GIVEN INSTRUCTION:
According to the taping repairs thread, how old is the house where the cracks need repair?

PAGE EXTRACT:
# # # # #
# Need your advice on tapeing repairs???



## TAKE PRIDE I.Y.W (Dec 5, 2008)

Good day fellas
I have been asked to to repair the fine cracks that run along the edges of the tape. The house is 9 yr old,so I take it that these are settlement cracks and some nail/screw heads popping.*QUESTION* do I run a knife blade edge ( scratching) along the crack to give it some depth so the new mud has somewhere to bound to or do I just run another 4/6" tapping knife of mud over the existing crack??? need your advice. If running new mud over the top will the new mud eventually crack again?? *ALSO* what kind of price should I charge for doing spot repairs of this nature around the house??? THANK YOU GUY FOR ALL YOUR HELP.


----------



## rebel20 (Jun 4, 2009)

I find it hard to believe you are a finisher for asking a question like this.


----------



## alltex (Jan 31, 2009)
# # # # #
Point annotation dataset rows:
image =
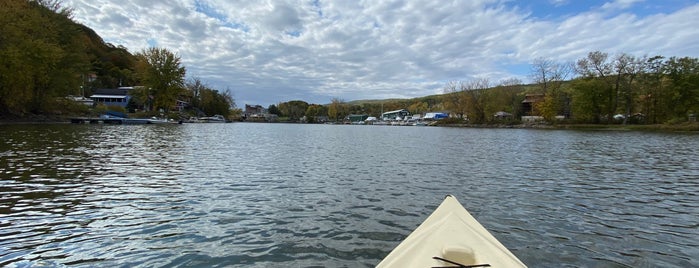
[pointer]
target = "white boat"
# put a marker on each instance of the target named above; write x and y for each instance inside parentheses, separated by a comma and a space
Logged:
(450, 237)
(213, 119)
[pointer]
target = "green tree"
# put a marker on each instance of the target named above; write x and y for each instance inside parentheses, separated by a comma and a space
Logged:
(337, 109)
(315, 110)
(683, 75)
(294, 109)
(272, 109)
(162, 75)
(42, 56)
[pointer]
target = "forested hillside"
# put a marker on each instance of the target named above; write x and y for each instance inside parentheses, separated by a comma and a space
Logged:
(46, 55)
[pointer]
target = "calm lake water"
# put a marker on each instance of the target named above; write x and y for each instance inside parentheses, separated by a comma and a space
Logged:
(286, 195)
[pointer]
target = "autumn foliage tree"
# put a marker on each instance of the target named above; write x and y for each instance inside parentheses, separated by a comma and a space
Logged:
(162, 77)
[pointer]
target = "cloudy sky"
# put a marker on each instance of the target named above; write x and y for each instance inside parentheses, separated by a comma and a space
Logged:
(271, 51)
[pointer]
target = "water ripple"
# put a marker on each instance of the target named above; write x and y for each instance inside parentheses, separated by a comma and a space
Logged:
(217, 195)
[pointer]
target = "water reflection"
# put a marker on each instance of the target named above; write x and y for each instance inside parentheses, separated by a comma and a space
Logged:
(300, 195)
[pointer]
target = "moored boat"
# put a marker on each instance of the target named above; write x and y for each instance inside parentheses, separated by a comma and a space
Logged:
(450, 237)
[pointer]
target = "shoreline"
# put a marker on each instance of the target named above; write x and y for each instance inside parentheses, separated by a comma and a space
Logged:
(681, 127)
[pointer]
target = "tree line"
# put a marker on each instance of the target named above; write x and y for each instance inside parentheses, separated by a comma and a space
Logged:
(46, 56)
(599, 89)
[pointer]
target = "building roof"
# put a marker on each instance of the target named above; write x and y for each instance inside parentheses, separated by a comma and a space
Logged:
(108, 96)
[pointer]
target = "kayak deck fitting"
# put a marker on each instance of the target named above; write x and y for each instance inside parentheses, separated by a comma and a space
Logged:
(450, 237)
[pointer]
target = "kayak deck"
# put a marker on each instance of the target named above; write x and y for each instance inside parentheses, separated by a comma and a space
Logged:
(450, 237)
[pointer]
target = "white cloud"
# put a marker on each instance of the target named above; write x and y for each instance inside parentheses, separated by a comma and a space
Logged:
(272, 51)
(619, 4)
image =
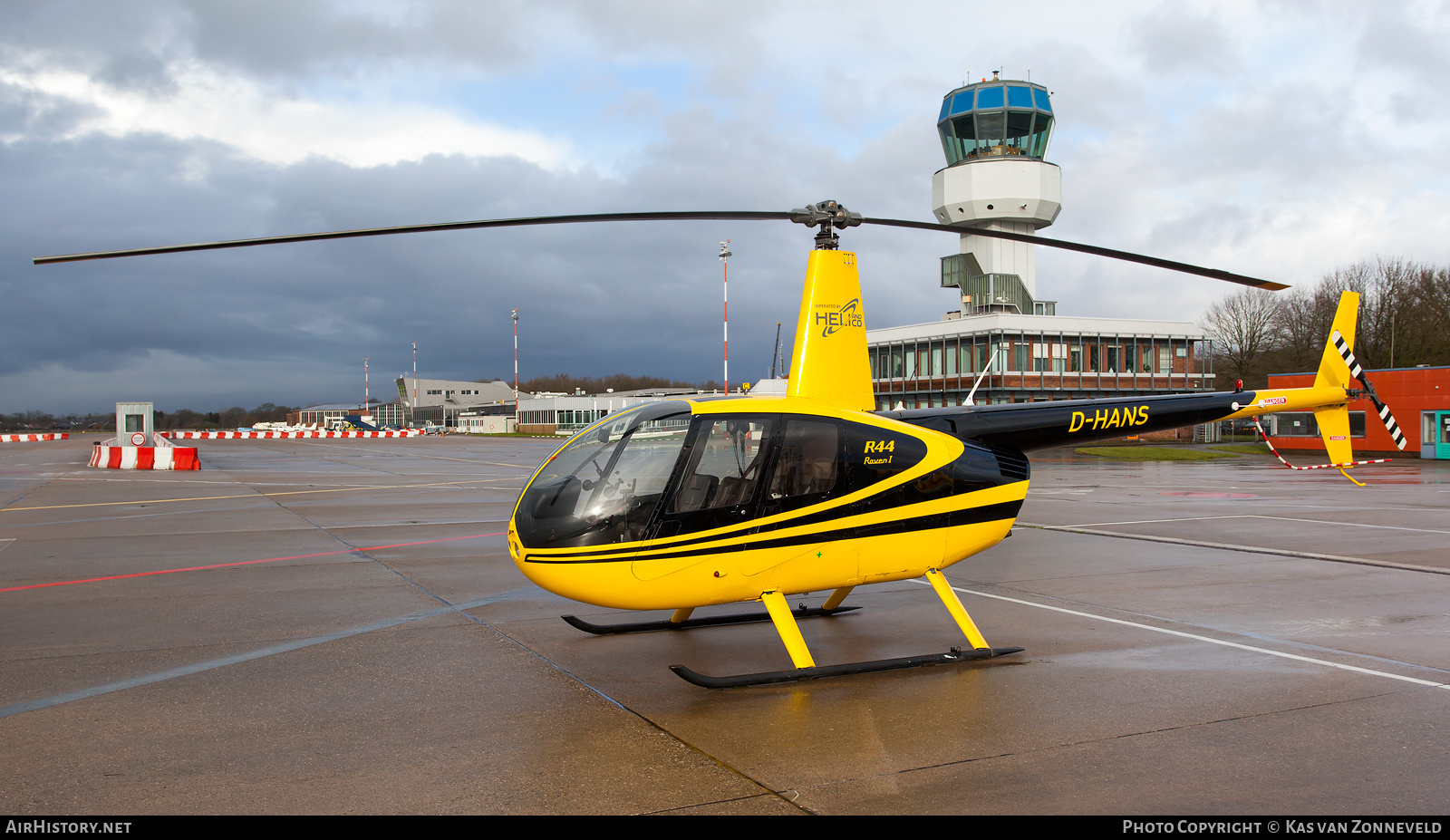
# # # # #
TASK SOLUTION:
The house is 9 years old.